## Exercise
Count how many lines in the records below contain the string "background", treating uppercase and lowercase letters as different. Reply with only the number.

[Point labeling records]

━━━━━━━━━━

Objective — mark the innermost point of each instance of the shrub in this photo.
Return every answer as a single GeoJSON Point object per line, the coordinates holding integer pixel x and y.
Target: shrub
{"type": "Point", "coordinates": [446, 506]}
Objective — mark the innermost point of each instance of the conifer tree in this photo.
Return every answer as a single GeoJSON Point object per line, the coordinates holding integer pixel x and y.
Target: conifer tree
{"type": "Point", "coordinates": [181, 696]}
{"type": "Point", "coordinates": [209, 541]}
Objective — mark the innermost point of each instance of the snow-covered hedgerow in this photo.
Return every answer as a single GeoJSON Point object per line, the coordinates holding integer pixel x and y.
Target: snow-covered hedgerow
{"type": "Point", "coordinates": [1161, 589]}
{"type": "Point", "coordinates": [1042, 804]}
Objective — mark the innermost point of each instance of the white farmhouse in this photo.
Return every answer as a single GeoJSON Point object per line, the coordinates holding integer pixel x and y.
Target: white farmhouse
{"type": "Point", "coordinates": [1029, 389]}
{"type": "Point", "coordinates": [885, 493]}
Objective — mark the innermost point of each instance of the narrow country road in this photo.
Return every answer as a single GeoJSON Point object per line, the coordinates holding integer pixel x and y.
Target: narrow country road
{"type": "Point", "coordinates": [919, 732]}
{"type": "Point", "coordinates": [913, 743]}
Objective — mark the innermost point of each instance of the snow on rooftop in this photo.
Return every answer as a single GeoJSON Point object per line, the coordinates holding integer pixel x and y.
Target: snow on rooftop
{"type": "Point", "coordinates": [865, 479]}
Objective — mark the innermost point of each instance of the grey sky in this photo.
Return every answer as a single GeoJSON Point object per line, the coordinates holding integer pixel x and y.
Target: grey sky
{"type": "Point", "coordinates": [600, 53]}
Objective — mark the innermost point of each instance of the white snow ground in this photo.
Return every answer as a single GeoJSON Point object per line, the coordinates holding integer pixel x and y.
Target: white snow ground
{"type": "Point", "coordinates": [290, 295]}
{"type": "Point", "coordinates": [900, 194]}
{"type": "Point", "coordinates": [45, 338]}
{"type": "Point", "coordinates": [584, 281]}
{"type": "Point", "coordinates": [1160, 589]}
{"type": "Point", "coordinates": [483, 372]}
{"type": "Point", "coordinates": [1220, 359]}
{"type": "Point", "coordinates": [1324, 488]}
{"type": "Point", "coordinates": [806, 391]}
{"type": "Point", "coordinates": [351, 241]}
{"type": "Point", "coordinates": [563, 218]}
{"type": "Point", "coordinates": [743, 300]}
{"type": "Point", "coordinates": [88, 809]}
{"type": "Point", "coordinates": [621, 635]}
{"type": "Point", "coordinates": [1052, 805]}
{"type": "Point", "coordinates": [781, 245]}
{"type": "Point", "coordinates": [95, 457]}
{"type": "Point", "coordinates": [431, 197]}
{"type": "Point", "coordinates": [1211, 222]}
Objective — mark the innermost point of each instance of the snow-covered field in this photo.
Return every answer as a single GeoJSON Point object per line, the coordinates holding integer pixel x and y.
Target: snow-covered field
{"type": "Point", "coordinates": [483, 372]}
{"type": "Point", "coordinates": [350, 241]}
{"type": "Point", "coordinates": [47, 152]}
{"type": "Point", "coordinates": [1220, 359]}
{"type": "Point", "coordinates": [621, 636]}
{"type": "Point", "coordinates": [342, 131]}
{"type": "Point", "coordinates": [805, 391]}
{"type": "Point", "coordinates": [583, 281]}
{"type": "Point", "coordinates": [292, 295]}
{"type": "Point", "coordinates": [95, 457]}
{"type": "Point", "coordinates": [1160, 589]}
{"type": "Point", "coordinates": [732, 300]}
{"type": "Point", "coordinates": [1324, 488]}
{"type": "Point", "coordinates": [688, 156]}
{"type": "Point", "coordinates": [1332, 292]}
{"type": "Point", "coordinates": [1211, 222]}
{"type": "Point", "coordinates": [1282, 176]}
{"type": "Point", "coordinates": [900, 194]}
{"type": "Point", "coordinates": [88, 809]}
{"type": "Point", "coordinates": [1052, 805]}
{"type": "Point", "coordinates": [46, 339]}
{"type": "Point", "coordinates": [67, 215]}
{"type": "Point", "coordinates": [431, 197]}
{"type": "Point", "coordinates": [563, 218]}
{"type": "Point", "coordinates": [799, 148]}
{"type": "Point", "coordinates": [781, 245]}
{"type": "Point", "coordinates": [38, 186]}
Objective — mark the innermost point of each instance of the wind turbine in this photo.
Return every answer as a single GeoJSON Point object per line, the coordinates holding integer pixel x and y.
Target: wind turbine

━━━━━━━━━━

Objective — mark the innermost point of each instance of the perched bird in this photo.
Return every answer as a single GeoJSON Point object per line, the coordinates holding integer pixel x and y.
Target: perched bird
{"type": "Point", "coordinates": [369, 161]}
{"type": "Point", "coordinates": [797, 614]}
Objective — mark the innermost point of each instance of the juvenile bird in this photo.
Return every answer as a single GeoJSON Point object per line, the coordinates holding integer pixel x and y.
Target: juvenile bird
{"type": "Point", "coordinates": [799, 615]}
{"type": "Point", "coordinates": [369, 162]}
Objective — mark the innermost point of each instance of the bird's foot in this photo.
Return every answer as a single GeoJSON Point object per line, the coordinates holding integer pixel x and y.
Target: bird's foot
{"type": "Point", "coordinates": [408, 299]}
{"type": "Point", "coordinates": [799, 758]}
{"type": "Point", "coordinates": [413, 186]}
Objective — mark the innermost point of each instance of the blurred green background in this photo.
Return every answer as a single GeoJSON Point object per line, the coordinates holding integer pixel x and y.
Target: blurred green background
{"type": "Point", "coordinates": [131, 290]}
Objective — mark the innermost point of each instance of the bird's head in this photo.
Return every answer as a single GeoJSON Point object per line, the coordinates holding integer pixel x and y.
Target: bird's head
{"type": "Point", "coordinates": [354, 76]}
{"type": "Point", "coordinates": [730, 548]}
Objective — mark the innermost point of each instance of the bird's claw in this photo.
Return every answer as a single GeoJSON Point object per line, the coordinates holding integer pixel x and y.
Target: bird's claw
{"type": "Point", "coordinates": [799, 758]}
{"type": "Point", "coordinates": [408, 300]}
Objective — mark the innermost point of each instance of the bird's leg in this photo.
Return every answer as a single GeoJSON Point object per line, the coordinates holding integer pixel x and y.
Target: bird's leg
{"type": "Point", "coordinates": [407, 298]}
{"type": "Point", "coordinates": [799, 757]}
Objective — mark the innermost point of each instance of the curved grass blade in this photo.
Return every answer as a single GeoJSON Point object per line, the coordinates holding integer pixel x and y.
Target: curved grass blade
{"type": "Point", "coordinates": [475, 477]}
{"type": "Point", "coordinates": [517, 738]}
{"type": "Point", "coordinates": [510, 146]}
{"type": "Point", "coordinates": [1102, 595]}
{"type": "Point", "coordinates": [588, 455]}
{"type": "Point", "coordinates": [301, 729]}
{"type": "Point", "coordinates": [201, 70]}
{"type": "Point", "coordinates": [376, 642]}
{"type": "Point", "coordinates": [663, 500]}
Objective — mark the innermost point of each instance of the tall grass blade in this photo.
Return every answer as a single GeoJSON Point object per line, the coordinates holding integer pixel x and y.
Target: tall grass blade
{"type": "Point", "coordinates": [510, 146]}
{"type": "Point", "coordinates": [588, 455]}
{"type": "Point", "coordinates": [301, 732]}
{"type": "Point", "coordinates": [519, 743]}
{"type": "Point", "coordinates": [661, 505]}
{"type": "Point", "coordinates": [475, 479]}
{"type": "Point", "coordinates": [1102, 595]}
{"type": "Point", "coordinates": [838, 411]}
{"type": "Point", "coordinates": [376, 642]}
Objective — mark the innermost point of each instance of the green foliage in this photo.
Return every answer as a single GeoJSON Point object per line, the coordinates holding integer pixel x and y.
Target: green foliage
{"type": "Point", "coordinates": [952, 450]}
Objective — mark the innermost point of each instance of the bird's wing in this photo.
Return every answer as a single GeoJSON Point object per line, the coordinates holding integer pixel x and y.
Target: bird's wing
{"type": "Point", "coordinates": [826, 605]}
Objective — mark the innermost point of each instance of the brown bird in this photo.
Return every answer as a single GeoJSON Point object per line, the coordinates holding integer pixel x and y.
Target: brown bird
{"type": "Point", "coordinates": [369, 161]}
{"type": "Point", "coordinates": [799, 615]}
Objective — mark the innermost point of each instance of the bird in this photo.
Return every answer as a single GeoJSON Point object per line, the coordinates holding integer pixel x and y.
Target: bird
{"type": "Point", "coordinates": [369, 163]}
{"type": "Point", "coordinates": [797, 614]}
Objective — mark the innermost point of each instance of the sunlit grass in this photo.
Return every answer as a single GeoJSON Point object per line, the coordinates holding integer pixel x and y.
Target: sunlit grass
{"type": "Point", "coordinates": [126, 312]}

━━━━━━━━━━

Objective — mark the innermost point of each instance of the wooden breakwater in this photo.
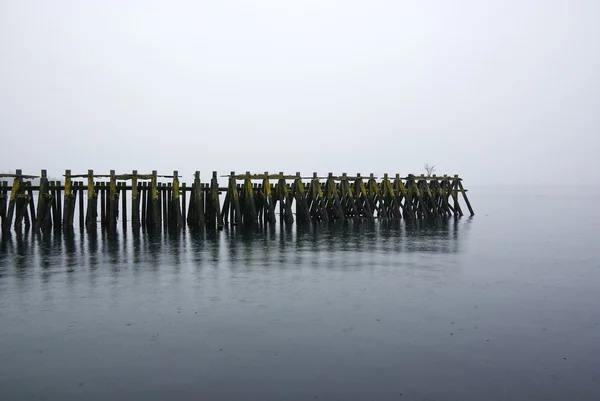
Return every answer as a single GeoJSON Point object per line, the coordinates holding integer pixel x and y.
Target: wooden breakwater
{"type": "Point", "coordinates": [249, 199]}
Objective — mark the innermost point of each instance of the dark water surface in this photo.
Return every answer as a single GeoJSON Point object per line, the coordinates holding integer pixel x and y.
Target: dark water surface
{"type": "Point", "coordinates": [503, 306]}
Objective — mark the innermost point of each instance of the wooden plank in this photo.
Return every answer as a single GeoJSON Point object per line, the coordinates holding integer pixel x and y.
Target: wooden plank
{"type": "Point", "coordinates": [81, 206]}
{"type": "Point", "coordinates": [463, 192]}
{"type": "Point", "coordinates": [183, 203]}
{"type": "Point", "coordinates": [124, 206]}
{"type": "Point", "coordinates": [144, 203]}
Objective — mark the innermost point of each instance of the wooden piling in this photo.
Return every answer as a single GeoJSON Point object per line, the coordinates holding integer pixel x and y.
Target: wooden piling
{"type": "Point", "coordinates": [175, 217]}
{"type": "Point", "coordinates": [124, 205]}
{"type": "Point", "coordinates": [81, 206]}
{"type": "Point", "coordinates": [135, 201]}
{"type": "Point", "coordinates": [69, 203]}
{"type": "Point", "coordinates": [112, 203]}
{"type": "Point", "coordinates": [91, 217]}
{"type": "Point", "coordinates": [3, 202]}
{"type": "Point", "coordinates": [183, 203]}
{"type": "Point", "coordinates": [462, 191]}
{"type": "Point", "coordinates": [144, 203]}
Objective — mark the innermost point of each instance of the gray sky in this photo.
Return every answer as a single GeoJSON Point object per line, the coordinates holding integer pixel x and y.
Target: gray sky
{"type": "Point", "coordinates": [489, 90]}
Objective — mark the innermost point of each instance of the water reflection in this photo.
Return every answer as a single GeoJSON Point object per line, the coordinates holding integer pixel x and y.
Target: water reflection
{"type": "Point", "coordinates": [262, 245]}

━━━━━━━━━━

## Exercise answer
2